- Born: Nasreen Anjum Bhatti 26 January 1948
- Died: 6 April 2016 (aged 68)
- Occupations: Poet, Radio producer and broadcaster
- Known for: Rights activist, Feminist, Progressive Punjabi poet

= Nasreen Anjum Bhatti =

Pakistani poet and political activist 1948-2016

Nasreen Anjum Bhatti (1948–2016) was a bilingual poet (Punjabi and Urdu languages), painter, radio producer and broadcaster, peace and political and rights activist and researcher. Bhatti was a progressive poet who struggled against dictatorship.

== Early life and career==
Bhatti was born in Quetta but spent the childhood in Jacobabad, Sindh. She got early education in a school in Quetta where the Hazara girls would speak Persian. She was raised in art friendly environment at home. She studied art in National College of Arts (NCA) for two years but did not get a diploma. She did her master's in Urdu from the Oriental College in 1970 in Lahore before joining Radio Pakistan in 1971. Later she completed her master's degree in Punjabi during the job.

Bhatti became a part of Lahore's literary circle in 1970s when she started attending study circles of which Sarmad Sehbai, Fahim Jozi, Shahid Mehmood Nadeem and Kanwal Mushtaq were also a part. Najm Hosain Syed was her ideal, she attended weekly Punjabi poetry sessions at his place. She had started writing poetry at an age of nine which was printed in children's famous Pakistani magazine ‘Taleem-o-Tarbiat’. She was the editor of magazine in her college and contributed poems in Urdu and English, Sindhi and Punjabi but later she restricted to Punjabi and Urdu poetry only. Bhatti joined Radio Pakistan in 1971 through a talent-hunt programme where she used to arrange student activities and read articles and poems in literary radio programmes.

In her interview to Dawn News, she said, that as a student of literature, company of literary icons like Abdullah Hussain, Anees Nagi, Intizar Hussain, Kishwar Naheed and Azizul Haque helped her groom. She turned into an artist while working with people like Munir Niazi, Amanat Ali Khan, G.A. Chishti, Nasir Kazmi, Zaheer Kashmiri, Wazeer Afzal and Sufi Tabassum. She worked in Radio Pakistan as producer, broadcaster and deputy controller. She also worked as resident director of Shakir Ali Museum. She was awarded Tamgha-i-Imtiaz in 2011.

(Stored data entries)
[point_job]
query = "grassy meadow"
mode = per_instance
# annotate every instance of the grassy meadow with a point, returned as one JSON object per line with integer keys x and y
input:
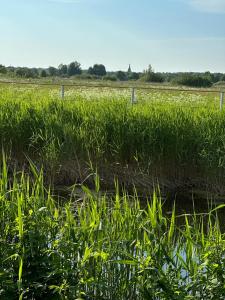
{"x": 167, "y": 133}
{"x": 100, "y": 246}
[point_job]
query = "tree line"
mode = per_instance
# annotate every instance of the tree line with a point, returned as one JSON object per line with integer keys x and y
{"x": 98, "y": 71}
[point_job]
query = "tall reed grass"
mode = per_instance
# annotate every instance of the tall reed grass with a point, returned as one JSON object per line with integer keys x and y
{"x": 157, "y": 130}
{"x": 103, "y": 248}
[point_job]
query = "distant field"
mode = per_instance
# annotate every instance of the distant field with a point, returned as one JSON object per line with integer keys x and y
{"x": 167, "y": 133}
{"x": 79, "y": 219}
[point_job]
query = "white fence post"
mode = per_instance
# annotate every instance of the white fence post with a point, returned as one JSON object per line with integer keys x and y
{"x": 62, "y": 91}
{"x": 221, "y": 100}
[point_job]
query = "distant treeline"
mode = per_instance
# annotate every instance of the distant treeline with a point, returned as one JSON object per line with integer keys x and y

==

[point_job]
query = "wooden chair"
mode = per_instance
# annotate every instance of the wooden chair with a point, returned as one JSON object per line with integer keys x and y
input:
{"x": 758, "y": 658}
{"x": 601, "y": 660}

* [Exercise requirements] Resume the biography of Nasreen Anjum Bhatti after the paragraph about her Tamgha-i-Imtiaz award.

* [Written reply]
Bhatti was diagnosed with cancer in 2015 and she was put on chemotherapy at CMH Lahore. Later, she moved to Karachi where she was getting treatment at PNS hospital. She is survived by a son who has been abroad.

== Punjabi literature and feminism ==
Bhatti was a feminist Punjabi poet and rights activist. She wrote four books, two Punjabi and two in Urdu language, “Neel Karayaan Neelkan” (1979), “Athay Pehr Tarah” (2009), “Bin Bass” and “Tera Lehja Badalney Tak”.

Bhatti was considered to be one of the last crusaders of “literature of resistance”. She challenged the inherited patriarchy-driven socio-cultural norms and class-based politico-economic structure through her poetic expression. She was a socially conscious artist who exposed the nature of political system that is based on exploitation of people's share in all the basic rights. Being a feminist poet, she explored the complex process of how patriarchy, cultural values, societal norms, customs and traditions created gender bias and reduced women to a commodity. Her poetry depicts an organic link between patriarchal practices and political oppression.